### [EXERCISE BRIEF]
Of all the entries below, retype only the lines from the one with "Find every instance of the beige" through the one with "Find every instance of the chair leg", exactly as they appear.

───── DATA IN THIS EXERCISE ─────

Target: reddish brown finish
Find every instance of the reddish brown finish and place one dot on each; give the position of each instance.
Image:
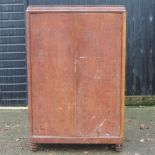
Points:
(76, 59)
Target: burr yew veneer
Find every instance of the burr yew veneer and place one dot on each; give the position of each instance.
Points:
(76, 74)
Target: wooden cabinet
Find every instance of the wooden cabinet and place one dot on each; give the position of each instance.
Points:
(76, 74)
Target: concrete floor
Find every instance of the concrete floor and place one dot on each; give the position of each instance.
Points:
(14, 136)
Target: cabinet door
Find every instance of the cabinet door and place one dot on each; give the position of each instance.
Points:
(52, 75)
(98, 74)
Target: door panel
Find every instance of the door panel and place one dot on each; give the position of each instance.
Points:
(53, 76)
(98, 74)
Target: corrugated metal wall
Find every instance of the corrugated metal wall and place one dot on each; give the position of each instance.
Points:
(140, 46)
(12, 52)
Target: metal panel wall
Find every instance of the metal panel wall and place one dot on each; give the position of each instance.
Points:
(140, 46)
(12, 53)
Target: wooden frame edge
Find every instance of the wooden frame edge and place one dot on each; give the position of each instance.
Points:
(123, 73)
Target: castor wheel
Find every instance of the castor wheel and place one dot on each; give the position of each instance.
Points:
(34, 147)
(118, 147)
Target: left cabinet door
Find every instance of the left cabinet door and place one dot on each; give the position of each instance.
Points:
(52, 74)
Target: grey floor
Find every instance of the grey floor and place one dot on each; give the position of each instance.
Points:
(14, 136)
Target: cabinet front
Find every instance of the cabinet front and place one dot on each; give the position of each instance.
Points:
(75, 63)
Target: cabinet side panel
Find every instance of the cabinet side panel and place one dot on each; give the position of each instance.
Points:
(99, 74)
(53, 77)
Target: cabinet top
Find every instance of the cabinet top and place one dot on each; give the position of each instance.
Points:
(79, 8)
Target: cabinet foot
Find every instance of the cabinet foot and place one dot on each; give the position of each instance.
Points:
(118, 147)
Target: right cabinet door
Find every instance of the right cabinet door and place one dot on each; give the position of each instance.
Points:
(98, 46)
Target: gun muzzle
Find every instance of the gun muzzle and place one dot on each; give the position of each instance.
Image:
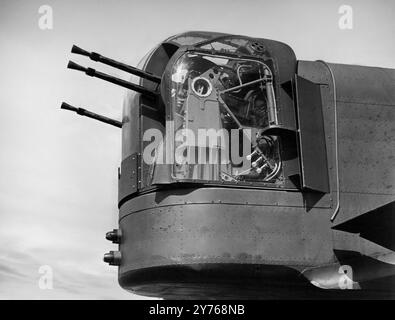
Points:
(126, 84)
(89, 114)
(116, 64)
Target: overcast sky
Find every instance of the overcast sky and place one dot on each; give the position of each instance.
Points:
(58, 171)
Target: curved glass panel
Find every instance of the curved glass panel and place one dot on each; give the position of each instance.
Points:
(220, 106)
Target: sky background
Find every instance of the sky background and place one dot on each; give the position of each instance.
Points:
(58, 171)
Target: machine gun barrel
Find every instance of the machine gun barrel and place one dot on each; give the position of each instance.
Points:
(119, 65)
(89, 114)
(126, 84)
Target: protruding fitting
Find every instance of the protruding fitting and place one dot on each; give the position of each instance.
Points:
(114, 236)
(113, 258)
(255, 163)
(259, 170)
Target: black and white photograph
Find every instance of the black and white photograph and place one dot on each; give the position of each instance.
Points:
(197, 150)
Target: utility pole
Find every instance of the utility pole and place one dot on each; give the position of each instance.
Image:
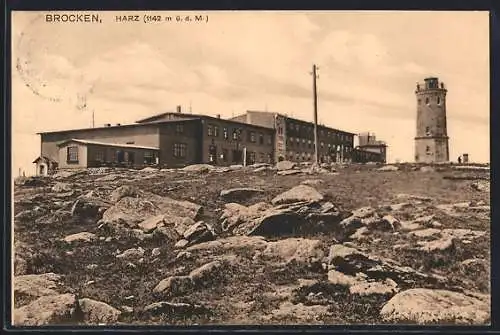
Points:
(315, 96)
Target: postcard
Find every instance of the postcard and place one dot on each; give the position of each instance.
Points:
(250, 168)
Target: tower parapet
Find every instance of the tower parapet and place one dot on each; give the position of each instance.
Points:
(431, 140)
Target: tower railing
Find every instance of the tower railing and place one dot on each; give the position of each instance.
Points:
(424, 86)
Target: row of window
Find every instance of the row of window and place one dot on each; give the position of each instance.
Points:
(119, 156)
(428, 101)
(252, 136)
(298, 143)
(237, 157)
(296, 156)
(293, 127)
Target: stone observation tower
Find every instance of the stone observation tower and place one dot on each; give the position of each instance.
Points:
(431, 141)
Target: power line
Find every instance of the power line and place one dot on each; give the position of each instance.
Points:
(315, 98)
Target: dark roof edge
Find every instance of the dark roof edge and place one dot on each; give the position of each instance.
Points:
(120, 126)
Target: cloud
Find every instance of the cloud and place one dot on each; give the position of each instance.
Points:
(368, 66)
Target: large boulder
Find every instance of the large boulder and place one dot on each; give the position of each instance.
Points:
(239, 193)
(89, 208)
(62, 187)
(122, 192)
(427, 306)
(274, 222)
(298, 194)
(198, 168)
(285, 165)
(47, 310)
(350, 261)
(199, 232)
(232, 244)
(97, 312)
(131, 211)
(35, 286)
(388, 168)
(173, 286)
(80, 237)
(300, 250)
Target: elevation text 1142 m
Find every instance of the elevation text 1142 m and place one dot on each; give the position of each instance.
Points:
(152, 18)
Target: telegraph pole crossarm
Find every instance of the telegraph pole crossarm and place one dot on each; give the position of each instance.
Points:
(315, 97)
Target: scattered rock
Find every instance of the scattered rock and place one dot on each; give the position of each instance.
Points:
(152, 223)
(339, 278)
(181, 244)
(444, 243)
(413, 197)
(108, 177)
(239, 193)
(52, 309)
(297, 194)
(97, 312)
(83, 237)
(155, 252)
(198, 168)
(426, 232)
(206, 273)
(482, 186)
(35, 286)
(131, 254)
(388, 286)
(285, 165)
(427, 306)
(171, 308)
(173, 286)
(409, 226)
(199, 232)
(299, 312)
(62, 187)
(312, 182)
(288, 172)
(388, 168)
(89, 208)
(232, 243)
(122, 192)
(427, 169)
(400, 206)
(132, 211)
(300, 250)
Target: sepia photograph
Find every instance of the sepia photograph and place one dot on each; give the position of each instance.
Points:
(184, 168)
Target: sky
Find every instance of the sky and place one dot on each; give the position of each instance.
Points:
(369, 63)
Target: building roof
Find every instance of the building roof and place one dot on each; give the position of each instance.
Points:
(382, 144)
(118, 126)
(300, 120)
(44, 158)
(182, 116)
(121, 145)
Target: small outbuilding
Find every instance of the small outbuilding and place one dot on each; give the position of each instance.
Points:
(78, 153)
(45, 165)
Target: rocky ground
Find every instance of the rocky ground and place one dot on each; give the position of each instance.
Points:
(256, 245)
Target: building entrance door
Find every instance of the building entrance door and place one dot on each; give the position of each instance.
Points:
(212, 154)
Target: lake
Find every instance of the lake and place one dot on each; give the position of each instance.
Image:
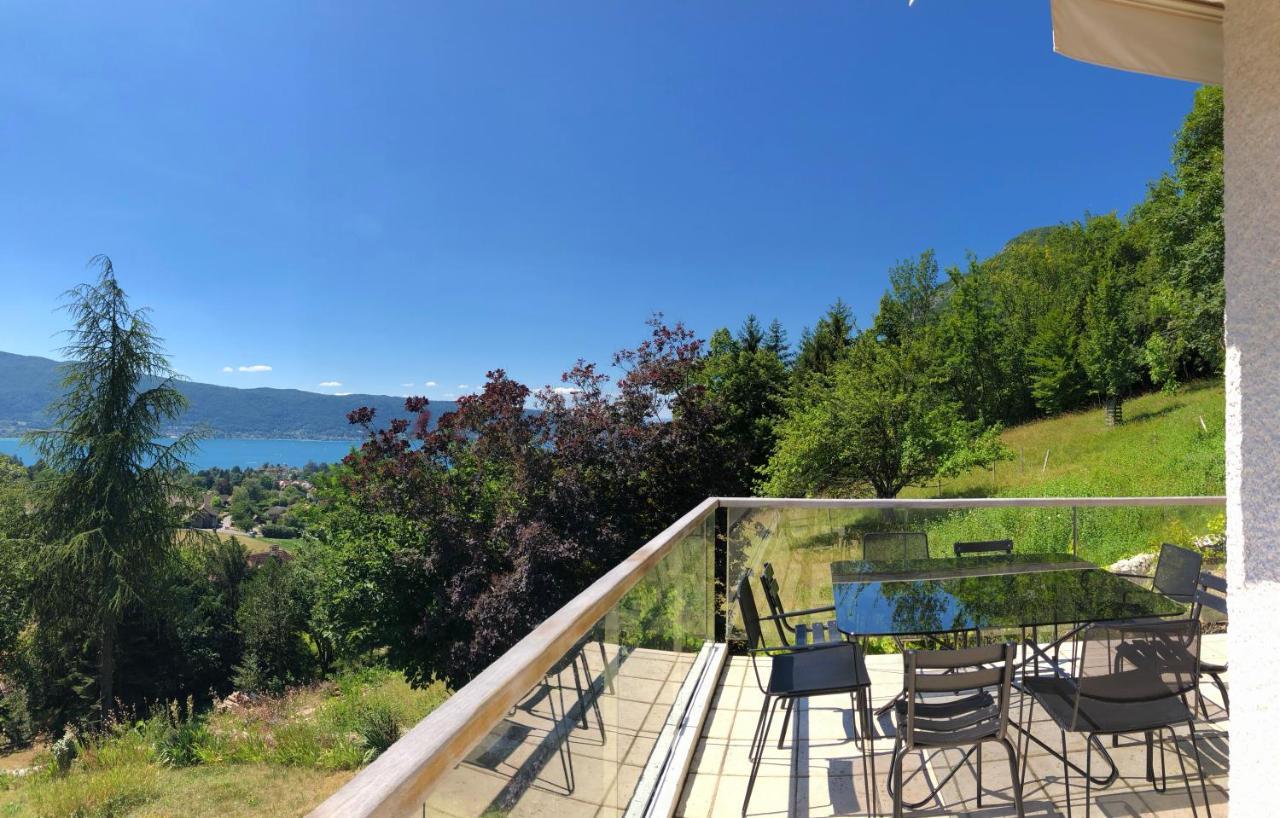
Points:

─────
───── DATA IN THIS EXERCISE ─────

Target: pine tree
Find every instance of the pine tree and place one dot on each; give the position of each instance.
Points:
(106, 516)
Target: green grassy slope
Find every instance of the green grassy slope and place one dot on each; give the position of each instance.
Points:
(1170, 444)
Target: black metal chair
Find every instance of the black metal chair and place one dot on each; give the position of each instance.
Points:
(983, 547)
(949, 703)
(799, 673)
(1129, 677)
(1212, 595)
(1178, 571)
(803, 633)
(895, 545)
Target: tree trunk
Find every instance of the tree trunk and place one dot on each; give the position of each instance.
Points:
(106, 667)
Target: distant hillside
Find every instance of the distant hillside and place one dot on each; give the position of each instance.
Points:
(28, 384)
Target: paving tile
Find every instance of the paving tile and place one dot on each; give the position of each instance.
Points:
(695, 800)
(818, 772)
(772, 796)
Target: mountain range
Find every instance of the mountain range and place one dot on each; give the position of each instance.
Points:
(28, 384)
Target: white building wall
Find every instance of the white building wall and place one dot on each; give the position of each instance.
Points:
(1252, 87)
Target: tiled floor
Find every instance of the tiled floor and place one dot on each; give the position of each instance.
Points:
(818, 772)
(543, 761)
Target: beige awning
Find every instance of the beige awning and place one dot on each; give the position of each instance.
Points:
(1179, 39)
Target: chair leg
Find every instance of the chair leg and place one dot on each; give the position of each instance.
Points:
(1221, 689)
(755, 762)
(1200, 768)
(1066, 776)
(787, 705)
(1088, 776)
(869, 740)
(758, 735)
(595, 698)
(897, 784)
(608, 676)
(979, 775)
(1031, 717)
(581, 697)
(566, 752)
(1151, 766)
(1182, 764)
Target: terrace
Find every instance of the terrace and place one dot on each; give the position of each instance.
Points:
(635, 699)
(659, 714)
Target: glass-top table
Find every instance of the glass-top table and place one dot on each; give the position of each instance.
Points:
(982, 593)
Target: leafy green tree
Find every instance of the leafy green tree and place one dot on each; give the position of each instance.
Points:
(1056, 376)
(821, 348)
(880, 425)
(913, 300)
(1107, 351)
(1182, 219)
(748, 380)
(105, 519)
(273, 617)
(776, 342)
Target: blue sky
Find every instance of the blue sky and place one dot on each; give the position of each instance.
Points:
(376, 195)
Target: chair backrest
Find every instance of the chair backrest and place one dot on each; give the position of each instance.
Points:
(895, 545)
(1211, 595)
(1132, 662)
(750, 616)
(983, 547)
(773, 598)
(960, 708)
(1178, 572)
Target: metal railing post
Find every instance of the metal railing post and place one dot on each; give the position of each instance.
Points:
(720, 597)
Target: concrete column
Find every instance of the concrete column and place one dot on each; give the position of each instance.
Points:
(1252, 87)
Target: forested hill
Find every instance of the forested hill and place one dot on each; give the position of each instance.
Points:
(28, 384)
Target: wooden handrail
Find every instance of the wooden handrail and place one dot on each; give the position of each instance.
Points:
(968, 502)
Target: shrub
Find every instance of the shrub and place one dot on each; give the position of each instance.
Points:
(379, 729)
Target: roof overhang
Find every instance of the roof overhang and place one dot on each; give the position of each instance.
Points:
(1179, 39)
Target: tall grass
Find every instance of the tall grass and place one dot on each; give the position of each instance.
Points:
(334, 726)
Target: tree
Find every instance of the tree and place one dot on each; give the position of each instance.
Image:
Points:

─────

### [WRITTEN REPLY]
Find every instance of the beige awning and place one dot on each; give the position of each instance.
Points:
(1179, 39)
Target: chair leg
Find every instance of the chair leg and place one dot on each; give the position of each instance.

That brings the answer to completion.